Only one span belongs in the answer: the line holding "Target: woman's black shoe" through the last line of the entries below, retyped exactly.

[Records from a collection]
Content starts

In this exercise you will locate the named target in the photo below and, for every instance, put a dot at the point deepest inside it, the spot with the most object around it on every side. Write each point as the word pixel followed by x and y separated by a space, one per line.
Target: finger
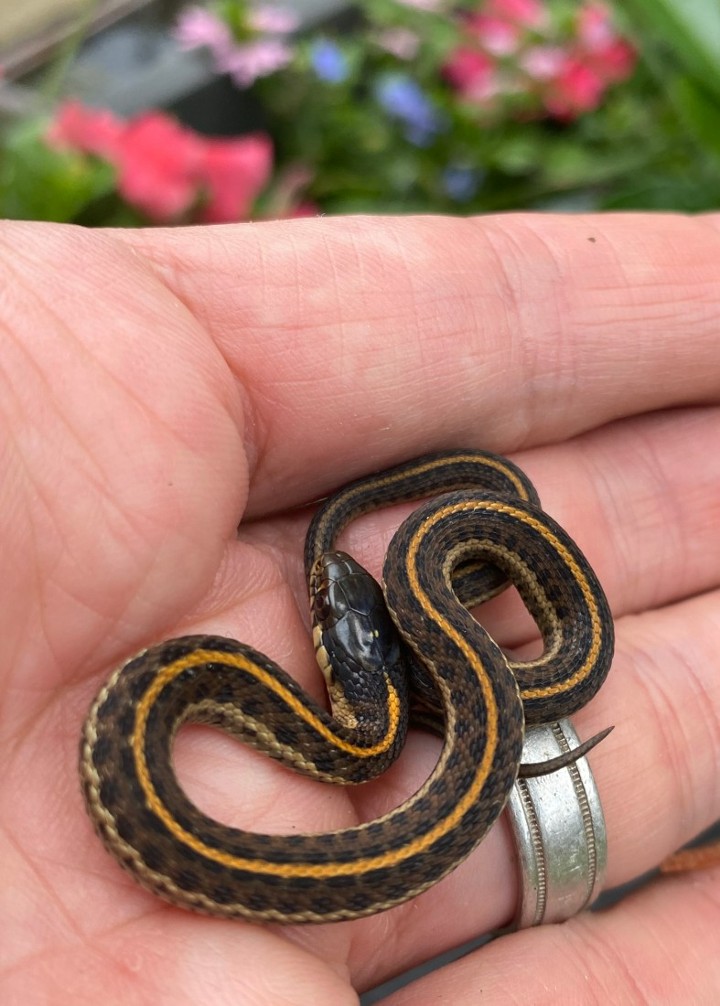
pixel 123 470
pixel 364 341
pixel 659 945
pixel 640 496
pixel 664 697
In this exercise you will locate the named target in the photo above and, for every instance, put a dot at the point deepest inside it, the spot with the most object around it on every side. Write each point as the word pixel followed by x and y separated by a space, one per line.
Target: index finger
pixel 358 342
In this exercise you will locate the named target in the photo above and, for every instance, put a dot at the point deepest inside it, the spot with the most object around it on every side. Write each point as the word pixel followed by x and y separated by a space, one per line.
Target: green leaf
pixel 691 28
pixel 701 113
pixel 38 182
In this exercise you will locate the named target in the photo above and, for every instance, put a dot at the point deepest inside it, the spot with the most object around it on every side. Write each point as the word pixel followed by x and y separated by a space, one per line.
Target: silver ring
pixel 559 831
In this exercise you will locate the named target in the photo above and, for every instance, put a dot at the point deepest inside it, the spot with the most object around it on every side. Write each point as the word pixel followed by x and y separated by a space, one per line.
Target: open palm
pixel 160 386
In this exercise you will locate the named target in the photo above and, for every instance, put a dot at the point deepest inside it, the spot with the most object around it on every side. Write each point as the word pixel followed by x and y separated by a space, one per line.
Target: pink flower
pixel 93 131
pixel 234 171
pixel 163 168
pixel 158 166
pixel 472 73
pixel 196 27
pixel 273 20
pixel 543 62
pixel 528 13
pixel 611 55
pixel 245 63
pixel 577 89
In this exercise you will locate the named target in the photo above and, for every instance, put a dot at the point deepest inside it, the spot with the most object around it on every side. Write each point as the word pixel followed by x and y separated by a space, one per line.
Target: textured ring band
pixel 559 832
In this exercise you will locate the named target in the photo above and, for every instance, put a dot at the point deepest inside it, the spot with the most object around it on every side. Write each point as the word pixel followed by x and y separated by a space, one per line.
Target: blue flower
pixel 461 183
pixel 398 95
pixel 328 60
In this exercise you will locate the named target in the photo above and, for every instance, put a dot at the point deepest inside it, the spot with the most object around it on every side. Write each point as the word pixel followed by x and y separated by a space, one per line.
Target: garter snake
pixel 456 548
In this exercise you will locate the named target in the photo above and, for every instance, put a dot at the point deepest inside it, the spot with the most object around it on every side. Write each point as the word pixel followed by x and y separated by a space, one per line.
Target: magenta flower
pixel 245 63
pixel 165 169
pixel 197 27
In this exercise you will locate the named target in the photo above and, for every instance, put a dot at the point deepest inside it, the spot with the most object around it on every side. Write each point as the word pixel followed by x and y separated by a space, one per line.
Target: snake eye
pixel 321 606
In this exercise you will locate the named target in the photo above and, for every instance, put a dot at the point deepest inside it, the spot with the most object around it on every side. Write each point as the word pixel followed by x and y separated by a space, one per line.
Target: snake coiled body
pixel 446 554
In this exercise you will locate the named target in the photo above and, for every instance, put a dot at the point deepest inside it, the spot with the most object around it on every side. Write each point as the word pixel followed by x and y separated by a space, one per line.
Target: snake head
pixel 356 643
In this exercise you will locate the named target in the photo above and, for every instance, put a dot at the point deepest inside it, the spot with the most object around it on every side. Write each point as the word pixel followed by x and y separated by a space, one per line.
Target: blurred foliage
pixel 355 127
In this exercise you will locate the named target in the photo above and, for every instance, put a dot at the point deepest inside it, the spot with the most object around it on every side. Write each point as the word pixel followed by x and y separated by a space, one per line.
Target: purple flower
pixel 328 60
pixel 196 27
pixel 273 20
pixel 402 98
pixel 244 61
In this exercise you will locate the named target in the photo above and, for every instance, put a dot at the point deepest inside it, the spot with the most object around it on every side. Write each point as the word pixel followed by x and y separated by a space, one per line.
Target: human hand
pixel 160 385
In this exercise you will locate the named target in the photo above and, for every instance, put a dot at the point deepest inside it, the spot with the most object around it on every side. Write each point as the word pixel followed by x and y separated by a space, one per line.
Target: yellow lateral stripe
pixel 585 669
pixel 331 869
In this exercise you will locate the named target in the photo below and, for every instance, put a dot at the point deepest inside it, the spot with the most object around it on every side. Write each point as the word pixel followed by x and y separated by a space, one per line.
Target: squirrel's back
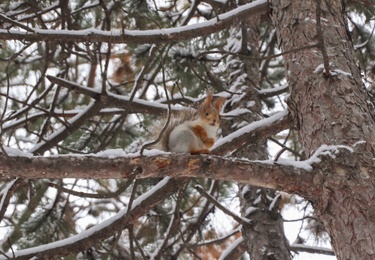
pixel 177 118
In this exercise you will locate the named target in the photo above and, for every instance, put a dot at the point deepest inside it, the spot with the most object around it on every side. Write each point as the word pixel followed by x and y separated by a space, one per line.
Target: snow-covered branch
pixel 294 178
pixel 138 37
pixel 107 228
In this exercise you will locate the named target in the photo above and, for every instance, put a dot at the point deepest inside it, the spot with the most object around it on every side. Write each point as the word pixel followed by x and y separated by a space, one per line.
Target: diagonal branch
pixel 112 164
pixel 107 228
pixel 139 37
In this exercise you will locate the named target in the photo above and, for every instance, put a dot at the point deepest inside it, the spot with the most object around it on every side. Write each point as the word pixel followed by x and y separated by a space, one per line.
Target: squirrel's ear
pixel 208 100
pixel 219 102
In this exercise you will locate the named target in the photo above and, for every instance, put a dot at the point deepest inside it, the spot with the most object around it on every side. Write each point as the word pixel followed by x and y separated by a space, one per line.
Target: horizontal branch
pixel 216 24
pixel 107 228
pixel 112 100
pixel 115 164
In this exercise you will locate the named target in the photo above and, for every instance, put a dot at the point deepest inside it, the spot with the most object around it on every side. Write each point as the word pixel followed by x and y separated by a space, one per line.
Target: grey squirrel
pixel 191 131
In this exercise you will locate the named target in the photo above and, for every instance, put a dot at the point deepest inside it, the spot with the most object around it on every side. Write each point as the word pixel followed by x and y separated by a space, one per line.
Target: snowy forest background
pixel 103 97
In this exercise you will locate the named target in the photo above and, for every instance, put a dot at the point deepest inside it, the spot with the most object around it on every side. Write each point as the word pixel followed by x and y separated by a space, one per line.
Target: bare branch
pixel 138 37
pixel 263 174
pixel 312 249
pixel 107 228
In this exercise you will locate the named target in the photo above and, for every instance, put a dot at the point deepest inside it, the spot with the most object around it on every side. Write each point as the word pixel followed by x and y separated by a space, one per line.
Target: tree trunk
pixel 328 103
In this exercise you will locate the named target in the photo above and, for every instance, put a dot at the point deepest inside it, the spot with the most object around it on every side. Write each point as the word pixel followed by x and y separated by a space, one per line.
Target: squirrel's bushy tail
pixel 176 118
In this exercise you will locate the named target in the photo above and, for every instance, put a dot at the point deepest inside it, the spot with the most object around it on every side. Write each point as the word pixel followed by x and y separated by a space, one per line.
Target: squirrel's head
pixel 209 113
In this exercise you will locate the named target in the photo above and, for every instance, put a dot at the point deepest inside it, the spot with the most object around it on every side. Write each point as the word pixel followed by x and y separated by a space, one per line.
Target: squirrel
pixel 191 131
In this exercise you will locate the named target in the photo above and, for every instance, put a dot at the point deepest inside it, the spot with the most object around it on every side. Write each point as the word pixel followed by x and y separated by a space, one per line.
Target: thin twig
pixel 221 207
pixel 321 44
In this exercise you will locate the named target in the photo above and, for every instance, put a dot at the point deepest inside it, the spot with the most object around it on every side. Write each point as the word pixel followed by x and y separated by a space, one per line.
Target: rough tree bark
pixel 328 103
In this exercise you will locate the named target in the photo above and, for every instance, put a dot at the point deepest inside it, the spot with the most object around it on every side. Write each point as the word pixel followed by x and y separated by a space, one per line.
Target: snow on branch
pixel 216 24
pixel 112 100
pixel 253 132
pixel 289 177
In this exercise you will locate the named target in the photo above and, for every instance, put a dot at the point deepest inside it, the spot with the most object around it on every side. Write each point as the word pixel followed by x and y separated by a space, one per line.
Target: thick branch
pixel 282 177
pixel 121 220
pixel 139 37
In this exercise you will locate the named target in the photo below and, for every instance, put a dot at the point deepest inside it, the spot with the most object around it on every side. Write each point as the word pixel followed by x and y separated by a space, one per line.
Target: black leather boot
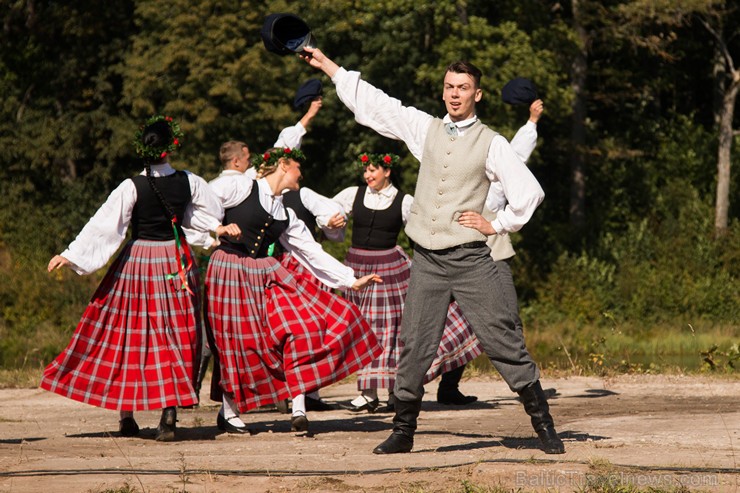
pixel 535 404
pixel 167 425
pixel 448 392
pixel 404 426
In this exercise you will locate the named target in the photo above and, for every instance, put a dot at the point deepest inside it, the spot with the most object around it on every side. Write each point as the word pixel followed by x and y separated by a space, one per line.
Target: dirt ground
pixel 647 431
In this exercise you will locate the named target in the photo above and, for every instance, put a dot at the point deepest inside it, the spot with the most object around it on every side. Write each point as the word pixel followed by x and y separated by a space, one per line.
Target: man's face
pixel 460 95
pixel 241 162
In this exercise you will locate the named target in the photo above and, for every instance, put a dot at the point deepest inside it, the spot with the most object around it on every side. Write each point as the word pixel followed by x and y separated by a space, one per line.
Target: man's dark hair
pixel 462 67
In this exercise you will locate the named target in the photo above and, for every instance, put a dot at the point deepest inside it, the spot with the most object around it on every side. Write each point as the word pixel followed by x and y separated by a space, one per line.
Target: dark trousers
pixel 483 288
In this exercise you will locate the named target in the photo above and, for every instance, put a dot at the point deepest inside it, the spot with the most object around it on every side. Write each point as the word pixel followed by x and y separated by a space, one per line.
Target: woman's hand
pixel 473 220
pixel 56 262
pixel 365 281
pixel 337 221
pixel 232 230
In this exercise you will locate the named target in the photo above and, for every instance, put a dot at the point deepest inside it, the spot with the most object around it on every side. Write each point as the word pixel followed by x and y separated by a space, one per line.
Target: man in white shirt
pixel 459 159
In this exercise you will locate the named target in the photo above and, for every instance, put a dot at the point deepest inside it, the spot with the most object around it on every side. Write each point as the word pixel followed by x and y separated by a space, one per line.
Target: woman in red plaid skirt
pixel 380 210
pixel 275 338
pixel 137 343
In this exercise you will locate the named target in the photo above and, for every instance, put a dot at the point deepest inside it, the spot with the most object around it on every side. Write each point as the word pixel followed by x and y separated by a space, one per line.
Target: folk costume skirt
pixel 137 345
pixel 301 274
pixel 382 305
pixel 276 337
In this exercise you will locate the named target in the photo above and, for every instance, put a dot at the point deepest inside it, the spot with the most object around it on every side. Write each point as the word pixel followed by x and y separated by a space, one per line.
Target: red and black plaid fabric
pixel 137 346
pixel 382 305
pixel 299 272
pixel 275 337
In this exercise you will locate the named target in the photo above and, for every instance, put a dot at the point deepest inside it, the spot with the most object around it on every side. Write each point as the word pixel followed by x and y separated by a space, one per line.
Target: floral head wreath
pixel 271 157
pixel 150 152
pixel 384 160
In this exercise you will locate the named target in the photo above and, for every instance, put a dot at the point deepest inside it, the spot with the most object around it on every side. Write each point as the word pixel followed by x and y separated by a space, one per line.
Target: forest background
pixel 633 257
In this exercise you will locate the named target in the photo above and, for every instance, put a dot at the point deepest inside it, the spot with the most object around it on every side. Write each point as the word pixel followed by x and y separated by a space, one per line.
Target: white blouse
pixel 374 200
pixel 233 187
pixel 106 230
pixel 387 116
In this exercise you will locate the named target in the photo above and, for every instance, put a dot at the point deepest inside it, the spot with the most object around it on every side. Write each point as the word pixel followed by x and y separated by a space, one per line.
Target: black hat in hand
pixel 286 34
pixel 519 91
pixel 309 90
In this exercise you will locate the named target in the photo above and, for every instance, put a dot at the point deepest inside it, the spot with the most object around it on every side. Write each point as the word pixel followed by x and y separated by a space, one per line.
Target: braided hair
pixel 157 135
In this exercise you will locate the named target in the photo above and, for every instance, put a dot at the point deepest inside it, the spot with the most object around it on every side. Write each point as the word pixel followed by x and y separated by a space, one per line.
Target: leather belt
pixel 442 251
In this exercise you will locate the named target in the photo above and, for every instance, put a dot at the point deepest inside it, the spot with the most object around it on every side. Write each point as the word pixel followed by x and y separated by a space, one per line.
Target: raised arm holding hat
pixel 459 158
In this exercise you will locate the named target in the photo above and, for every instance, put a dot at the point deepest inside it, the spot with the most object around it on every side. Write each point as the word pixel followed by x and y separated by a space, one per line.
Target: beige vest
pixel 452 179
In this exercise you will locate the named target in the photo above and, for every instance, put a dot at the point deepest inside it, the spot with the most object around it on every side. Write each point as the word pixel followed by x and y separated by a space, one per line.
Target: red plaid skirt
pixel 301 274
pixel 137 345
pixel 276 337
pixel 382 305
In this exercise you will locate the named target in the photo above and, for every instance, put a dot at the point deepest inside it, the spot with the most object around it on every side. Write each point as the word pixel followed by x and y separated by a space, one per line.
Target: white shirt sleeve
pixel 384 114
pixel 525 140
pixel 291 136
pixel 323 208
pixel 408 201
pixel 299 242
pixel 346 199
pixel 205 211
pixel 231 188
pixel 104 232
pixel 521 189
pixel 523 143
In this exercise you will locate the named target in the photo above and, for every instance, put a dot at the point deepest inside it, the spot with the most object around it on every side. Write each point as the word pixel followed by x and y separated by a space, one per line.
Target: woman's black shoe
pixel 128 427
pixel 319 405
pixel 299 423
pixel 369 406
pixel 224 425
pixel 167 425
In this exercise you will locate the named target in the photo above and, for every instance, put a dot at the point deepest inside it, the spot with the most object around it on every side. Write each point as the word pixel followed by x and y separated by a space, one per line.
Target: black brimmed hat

Content ends

## Solution for this task:
Target: woman's black shoe
pixel 128 427
pixel 319 405
pixel 299 423
pixel 369 406
pixel 224 425
pixel 167 425
In this exercise you will locate the named target in the photo above and, for every instance, put a dot at the point deepest inside it, the spot with the most object around it on every side. Write each point as the word pixel followed by x and y separated by a space, one per line.
Target: black brimmed hat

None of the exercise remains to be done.